* Start *

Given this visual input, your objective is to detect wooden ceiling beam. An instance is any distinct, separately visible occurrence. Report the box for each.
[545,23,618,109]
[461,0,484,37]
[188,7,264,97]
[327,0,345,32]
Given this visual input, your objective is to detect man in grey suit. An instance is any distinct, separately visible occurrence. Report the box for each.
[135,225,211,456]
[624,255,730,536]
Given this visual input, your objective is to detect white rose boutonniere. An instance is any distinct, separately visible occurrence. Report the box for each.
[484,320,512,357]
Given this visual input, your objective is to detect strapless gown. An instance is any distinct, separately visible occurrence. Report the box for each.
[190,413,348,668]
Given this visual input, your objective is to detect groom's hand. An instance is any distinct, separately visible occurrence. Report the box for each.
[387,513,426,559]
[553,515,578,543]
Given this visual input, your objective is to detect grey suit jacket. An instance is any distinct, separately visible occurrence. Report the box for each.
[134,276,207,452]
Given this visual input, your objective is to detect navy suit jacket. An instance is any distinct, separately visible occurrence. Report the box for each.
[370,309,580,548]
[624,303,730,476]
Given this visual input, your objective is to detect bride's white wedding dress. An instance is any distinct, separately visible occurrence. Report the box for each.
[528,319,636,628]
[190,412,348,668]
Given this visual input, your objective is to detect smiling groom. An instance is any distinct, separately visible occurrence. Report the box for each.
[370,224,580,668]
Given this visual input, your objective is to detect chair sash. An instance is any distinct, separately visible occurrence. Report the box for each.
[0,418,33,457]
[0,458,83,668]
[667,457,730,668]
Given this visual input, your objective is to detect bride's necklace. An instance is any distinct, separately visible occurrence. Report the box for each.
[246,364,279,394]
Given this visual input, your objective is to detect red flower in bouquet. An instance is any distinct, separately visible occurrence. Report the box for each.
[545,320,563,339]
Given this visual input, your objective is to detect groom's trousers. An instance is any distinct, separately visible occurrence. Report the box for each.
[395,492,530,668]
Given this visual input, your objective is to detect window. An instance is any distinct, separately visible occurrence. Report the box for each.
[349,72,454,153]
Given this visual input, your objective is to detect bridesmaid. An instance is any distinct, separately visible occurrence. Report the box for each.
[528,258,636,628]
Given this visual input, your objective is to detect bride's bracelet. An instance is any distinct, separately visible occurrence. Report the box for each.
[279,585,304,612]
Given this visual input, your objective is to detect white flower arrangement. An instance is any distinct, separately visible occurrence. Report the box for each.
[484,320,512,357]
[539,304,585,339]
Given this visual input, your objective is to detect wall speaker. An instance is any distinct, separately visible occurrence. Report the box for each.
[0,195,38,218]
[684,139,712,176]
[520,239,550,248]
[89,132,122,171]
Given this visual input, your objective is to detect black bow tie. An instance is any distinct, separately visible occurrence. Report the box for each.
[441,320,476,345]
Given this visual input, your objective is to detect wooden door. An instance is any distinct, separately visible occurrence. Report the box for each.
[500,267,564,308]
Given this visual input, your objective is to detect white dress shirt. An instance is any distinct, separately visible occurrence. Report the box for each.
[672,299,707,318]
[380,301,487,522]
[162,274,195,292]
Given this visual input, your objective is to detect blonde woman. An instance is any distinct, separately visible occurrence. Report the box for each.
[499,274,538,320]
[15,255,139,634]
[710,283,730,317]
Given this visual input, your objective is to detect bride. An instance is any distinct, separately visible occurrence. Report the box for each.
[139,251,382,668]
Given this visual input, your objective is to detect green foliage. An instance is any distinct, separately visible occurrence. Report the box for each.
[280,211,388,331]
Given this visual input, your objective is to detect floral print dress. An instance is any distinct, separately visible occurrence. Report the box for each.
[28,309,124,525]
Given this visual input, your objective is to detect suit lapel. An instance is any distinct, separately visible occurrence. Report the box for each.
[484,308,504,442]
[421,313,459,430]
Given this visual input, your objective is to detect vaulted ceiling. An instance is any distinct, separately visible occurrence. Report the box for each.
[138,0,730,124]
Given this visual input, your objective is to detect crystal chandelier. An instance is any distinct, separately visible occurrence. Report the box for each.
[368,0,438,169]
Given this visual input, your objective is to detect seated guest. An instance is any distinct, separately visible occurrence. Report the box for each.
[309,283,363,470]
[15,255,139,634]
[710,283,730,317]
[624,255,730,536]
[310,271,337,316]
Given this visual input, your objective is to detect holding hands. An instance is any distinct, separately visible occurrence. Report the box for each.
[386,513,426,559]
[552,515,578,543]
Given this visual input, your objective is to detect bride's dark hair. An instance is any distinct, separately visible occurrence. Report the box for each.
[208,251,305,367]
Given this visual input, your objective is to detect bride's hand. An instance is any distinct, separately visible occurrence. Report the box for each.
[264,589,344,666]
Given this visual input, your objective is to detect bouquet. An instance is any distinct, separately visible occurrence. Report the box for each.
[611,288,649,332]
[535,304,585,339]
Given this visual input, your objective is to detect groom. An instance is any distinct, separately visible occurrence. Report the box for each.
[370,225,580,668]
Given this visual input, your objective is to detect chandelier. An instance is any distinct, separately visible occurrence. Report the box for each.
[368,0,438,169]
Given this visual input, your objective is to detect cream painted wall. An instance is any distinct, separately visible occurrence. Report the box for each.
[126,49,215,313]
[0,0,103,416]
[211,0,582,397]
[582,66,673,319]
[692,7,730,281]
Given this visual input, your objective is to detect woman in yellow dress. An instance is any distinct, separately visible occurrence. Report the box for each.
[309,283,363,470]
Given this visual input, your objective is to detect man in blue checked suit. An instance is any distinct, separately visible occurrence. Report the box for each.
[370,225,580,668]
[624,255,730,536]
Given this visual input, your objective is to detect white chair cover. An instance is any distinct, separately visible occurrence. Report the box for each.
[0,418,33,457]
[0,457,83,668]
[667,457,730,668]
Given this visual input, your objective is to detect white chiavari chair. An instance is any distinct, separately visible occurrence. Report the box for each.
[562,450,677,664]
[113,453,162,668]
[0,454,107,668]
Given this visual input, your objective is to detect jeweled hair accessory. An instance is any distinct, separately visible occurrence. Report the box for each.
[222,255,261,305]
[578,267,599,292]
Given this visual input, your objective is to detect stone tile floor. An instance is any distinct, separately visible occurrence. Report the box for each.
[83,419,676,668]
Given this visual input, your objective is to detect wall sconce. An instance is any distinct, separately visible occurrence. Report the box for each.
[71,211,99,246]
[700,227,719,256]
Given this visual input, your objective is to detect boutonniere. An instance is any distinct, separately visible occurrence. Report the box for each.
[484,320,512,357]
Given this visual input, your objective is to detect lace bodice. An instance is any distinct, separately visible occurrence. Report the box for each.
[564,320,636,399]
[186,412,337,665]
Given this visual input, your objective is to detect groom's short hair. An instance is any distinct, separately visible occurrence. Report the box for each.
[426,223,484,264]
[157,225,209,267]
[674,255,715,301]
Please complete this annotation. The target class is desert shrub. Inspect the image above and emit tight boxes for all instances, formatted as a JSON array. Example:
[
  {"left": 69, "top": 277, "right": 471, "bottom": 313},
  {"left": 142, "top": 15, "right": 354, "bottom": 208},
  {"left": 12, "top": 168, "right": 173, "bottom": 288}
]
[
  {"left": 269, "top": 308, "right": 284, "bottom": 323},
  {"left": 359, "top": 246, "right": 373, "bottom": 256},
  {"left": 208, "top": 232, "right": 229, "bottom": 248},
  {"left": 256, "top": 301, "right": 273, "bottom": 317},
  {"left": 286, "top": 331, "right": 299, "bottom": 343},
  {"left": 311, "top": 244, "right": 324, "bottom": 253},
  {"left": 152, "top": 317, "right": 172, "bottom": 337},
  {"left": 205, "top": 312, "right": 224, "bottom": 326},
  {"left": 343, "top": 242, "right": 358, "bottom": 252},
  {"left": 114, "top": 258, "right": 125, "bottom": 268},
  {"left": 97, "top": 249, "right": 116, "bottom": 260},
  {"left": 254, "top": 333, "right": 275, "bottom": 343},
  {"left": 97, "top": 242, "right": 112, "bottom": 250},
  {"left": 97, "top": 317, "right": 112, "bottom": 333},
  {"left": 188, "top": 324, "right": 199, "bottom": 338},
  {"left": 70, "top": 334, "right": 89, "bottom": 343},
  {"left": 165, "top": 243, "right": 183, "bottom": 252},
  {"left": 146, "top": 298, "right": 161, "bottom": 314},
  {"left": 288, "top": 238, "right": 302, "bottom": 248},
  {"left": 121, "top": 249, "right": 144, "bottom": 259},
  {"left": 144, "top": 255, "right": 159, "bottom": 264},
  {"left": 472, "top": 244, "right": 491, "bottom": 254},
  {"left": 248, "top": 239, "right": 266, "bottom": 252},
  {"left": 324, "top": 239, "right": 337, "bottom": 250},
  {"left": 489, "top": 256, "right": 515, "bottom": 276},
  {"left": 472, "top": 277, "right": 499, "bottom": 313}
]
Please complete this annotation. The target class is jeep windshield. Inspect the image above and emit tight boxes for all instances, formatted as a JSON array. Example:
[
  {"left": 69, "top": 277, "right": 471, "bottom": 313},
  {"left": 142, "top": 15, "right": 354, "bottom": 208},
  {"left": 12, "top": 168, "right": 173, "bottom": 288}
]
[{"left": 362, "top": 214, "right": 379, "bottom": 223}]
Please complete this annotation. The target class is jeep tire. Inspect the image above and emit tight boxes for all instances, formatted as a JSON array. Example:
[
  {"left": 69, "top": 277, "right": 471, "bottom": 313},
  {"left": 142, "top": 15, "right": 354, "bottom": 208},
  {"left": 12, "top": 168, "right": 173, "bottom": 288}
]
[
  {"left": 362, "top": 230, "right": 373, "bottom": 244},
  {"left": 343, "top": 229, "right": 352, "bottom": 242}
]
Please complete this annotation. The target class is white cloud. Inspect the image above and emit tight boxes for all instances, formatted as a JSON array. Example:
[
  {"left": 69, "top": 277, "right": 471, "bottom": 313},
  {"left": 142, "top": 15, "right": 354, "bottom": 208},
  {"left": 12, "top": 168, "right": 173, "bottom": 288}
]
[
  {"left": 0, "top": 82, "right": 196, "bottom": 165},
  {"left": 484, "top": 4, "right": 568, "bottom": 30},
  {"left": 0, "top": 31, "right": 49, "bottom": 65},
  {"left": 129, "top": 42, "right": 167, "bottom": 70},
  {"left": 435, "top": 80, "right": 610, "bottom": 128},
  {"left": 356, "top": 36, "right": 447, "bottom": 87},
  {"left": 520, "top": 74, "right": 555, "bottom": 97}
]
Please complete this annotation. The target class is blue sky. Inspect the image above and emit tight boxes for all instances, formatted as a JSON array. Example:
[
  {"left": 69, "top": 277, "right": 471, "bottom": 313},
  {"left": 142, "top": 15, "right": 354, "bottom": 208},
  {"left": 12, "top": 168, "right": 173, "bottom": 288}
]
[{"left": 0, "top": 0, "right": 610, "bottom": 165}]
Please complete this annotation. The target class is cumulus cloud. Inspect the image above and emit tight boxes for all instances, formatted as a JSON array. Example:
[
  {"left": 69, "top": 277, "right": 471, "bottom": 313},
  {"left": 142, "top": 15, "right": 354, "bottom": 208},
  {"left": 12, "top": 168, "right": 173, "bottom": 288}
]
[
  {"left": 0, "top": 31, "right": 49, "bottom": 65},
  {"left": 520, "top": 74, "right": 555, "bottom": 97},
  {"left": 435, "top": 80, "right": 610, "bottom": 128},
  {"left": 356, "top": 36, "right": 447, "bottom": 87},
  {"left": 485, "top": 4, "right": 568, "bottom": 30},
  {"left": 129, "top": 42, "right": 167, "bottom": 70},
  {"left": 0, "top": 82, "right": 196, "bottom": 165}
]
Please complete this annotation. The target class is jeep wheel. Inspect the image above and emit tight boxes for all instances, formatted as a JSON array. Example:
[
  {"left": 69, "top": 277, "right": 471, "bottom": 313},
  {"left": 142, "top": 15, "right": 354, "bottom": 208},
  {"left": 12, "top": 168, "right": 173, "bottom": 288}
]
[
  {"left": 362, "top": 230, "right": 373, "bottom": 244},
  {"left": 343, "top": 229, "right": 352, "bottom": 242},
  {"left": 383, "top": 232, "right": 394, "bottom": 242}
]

* End *

Copy out, verbatim, everything from the line containing "Given this visual input, your objective is to detect suit" down to the line containing "[421,313,459,430]", including both of those lines.

_Result_
Given this visual input, your objective is to detect suit lapel. An instance is any distinct, separately visible occurrence. Report the box for each.
[484,308,504,442]
[421,313,459,430]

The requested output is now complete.